## Entries shown
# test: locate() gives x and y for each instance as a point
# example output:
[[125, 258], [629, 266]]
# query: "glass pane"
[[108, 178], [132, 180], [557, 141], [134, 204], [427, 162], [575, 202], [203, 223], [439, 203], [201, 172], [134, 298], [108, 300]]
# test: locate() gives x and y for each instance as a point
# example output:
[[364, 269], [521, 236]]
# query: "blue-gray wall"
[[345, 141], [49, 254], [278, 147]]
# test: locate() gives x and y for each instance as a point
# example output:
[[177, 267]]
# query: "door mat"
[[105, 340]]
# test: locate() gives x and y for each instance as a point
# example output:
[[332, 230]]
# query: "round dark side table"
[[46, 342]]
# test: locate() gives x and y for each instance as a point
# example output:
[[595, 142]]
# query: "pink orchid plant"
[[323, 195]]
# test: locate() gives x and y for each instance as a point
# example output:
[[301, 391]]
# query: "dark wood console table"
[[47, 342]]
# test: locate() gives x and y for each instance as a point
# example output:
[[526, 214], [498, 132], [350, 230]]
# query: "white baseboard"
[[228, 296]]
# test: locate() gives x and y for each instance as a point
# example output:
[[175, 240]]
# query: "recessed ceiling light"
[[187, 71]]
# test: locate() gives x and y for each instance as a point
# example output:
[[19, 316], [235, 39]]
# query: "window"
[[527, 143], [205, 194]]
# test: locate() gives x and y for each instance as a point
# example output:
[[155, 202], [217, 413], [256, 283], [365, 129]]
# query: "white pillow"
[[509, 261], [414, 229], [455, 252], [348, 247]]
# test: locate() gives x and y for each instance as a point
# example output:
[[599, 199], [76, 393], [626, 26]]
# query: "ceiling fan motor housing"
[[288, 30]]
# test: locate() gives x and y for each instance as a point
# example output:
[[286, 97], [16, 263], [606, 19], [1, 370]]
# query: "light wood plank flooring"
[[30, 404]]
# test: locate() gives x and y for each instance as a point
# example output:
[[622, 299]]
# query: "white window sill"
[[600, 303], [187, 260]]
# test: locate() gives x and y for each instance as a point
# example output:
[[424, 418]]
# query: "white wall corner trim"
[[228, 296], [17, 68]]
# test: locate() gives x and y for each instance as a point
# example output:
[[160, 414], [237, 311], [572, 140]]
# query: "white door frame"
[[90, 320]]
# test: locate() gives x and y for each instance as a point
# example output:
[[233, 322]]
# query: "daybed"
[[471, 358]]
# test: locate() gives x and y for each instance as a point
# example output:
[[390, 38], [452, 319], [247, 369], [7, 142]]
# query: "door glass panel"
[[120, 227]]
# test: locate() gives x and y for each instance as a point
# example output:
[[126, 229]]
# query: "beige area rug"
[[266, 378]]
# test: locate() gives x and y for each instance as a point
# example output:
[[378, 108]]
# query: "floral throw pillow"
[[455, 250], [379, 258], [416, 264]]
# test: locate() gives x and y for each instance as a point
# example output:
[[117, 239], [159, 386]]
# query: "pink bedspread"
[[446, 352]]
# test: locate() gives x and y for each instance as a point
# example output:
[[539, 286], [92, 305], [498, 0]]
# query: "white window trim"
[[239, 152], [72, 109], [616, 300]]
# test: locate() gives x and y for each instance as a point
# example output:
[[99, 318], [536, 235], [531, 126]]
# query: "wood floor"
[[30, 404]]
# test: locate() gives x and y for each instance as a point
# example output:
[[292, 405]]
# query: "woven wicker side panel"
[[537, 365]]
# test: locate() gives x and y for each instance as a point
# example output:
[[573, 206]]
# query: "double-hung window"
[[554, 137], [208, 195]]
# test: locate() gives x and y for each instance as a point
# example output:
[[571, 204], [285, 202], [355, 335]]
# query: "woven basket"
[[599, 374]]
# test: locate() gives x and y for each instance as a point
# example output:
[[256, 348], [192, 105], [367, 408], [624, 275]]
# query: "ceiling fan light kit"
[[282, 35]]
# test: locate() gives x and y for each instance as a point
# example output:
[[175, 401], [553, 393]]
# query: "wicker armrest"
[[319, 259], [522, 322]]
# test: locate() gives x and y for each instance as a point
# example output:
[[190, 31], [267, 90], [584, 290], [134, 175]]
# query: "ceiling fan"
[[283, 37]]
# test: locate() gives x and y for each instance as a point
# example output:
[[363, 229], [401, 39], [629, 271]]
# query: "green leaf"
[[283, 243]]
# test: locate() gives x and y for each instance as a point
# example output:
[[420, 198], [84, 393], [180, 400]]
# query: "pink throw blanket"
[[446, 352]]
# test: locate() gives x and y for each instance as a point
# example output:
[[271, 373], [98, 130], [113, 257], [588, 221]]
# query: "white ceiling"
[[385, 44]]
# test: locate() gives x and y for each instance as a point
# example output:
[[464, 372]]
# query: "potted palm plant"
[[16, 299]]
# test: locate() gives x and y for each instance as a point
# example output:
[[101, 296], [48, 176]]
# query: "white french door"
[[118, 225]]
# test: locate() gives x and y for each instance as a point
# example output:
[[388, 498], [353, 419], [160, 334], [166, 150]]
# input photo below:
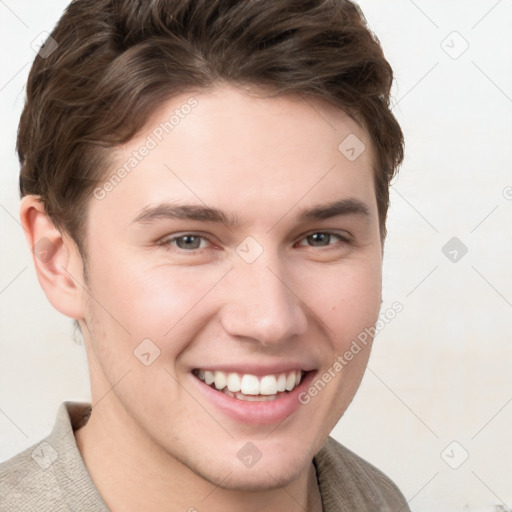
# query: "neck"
[[122, 460]]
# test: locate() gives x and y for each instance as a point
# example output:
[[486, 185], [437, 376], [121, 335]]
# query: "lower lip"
[[257, 413]]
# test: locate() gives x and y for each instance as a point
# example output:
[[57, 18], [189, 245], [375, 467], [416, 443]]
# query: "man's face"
[[246, 246]]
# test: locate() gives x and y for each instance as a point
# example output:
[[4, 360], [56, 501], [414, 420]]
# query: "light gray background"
[[441, 370]]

## Task description
Reproduce every line of the entries from the very first line through the line containing "[[187, 71]]", keeping the requests unchanged and offsetting every coordinate in the answers by 9.

## Exercise answer
# test: locate() gives x and y for each instance as a point
# example output:
[[125, 258], [629, 266]]
# query: "glass pane"
[[117, 187], [141, 189], [566, 150], [143, 213], [436, 171], [584, 211], [212, 232], [448, 212], [210, 181], [143, 307], [117, 309]]
# test: locate() gives x and y for each instance as a point
# example output:
[[364, 269], [521, 236]]
# query: "blue-gray wall"
[[354, 150], [58, 263], [287, 156]]
# test: locate() gives x and y for each instance as a point
# example output:
[[177, 267]]
# query: "door mat"
[[114, 349]]
# test: locate() gives x and y for each instance as a point
# example output:
[[332, 230]]
# query: "round dark side table"
[[55, 351]]
# test: locate() gives x and y for each instance as a point
# example output:
[[595, 142]]
# query: "pink orchid plant"
[[332, 204]]
# test: locate() gives x and y for each instance as a point
# example output:
[[301, 391]]
# query: "dark wood console table"
[[56, 351]]
# test: locate() gives x and y for each instance as a point
# example output:
[[526, 214], [498, 132], [350, 230]]
# query: "white baseboard"
[[237, 305]]
# test: locate() gives x and y for each instance as a point
# example output:
[[175, 240]]
# query: "recessed ceiling light"
[[196, 80]]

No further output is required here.